What you will do
Put the entries below into a Markdown table with two columns, Row and Entry, numbering each row and leaving out blank lines. Cover only everything from the line containing "For full credit, report the bounding box of every rocky" down to the line containing "[613,265,650,277]", with both of those lines included.

The records

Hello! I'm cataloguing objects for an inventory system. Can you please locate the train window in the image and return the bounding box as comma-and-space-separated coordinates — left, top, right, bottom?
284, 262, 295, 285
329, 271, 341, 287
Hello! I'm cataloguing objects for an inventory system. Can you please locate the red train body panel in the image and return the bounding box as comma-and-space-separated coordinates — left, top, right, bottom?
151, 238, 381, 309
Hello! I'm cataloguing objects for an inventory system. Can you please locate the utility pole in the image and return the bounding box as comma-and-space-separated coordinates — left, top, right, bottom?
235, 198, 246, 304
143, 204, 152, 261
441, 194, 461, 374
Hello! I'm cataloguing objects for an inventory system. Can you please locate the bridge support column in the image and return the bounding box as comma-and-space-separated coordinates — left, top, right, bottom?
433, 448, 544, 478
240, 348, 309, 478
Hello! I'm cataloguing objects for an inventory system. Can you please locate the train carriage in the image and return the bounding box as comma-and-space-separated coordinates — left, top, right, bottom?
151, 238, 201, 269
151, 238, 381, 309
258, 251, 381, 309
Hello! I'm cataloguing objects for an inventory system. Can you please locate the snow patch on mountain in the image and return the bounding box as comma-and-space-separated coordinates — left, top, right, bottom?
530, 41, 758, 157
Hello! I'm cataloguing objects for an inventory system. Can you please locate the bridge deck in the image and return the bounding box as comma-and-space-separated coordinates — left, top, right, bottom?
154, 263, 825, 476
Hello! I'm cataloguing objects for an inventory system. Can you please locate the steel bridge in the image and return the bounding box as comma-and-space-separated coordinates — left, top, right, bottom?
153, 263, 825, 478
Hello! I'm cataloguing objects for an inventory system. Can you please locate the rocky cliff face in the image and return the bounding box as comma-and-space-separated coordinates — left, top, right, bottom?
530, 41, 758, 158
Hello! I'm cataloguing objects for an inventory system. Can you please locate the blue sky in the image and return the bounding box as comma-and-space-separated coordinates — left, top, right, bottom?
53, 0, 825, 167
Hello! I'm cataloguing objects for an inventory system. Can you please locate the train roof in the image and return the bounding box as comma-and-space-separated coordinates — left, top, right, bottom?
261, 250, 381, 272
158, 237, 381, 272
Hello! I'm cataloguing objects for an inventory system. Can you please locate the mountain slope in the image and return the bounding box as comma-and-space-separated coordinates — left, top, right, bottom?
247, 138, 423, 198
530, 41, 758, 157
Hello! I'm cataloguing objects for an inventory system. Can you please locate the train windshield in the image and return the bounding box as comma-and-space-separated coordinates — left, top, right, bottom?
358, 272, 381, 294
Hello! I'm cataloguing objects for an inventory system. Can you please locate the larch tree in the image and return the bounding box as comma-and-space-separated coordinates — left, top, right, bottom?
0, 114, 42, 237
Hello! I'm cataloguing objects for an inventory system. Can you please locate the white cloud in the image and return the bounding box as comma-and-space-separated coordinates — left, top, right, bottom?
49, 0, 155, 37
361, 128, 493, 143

...

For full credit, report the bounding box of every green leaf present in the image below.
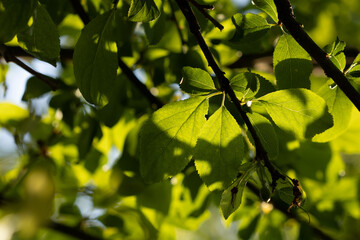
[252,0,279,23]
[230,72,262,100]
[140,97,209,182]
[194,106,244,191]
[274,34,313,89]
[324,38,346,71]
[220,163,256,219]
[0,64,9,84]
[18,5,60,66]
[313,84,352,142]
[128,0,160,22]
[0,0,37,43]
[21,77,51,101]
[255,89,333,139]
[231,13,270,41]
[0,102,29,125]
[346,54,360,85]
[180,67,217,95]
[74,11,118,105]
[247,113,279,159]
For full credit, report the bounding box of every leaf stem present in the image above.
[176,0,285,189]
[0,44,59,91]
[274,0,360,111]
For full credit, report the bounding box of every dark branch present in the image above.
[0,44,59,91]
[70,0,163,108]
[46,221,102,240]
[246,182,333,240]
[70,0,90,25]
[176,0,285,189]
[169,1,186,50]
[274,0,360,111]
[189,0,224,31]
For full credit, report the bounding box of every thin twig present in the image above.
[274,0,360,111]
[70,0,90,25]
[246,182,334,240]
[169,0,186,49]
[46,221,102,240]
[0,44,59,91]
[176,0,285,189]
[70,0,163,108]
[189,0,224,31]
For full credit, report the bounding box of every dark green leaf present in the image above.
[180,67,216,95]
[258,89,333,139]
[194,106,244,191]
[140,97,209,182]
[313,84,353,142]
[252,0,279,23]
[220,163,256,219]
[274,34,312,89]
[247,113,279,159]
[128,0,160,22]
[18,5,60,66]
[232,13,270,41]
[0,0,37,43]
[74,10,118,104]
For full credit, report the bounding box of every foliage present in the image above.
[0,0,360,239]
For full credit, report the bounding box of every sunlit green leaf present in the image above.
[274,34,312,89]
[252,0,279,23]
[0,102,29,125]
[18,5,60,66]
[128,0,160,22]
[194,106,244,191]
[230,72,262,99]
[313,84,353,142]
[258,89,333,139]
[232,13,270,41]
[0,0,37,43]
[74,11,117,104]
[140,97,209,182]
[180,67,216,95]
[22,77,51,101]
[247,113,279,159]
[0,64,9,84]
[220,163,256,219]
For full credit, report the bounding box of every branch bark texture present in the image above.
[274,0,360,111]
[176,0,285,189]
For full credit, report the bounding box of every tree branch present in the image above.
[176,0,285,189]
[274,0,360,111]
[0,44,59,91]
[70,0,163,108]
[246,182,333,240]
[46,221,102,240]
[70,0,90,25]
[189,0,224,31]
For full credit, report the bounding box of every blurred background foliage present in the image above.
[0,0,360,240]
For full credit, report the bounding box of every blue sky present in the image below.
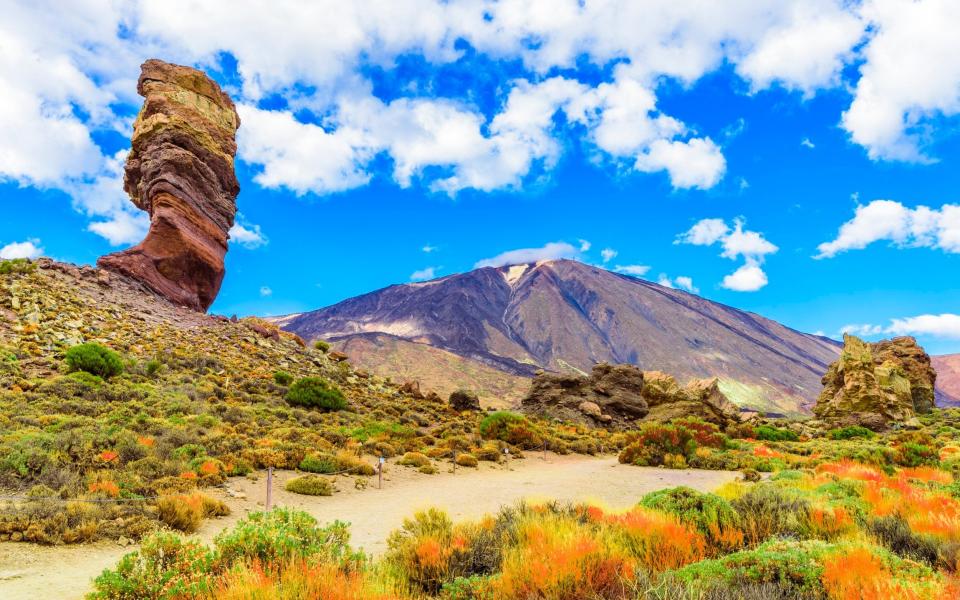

...

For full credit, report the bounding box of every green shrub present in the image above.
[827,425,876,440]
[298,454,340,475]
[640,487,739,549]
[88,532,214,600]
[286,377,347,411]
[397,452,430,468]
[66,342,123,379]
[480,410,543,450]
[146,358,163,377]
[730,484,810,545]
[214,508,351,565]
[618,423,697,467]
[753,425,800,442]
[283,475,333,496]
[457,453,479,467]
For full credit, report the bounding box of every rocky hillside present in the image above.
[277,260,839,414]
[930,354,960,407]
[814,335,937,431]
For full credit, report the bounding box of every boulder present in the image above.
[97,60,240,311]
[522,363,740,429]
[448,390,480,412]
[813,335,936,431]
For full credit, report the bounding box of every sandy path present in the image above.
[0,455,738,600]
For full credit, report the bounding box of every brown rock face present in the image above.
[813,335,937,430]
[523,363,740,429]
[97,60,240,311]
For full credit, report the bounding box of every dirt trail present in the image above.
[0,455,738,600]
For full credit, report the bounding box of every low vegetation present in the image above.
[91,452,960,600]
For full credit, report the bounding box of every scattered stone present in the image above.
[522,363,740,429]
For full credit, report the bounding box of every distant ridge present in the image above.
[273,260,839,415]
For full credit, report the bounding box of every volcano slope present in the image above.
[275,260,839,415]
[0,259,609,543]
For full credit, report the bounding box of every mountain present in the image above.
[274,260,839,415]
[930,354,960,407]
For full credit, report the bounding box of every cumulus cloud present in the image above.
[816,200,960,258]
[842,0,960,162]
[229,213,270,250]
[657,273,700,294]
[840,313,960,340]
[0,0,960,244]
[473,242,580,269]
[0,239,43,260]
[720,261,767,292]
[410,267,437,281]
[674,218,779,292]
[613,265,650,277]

Finished task
| Row | Entry |
|---|---|
| 1 | For full credit, report the bounding box of every rocky hillside present in the image above. |
| 2 | [277,260,839,414] |
| 3 | [930,354,960,407] |
| 4 | [814,335,937,431] |
| 5 | For full credit, report the bounding box of every boulder present in the image above. |
| 6 | [97,60,240,311] |
| 7 | [522,363,740,429] |
| 8 | [448,390,480,412] |
| 9 | [813,335,936,431] |
| 10 | For full credit, report the bounding box of every sandy path present in the image above. |
| 11 | [0,455,738,600] |
| 12 | For full credit, report the bounding box of every brown rock face present in the image above. |
| 13 | [813,335,937,430] |
| 14 | [523,363,740,429] |
| 15 | [97,60,240,311] |
| 16 | For full credit, report the bounding box of every dirt trail present in the image above. |
| 17 | [0,455,738,600] |
| 18 | For full credit, report the bounding box of every low vegetation present in the image above. |
| 19 | [91,452,960,600] |
| 20 | For full credit, report the bounding box of every scattered stone present in the image above. |
| 21 | [522,363,740,429] |
| 22 | For full credit, report the bounding box of every distant ridge present in the image above. |
| 23 | [273,260,839,415] |
| 24 | For full credit, report the bounding box of every volcano slope present in the image above. |
| 25 | [275,260,839,415] |
| 26 | [0,259,609,543] |
| 27 | For full credit, report the bounding box of every mountain present in the image above. |
| 28 | [274,260,839,415] |
| 29 | [930,354,960,407] |
| 30 | For full credit, report the bounding box of every cumulus cloud present in the image above. |
| 31 | [816,200,960,258] |
| 32 | [842,0,960,162] |
| 33 | [229,213,270,250] |
| 34 | [657,273,700,294] |
| 35 | [840,313,960,340] |
| 36 | [0,0,960,244] |
| 37 | [473,242,580,269] |
| 38 | [0,239,43,260] |
| 39 | [720,261,767,292] |
| 40 | [410,267,437,281] |
| 41 | [674,218,779,292] |
| 42 | [613,265,650,277] |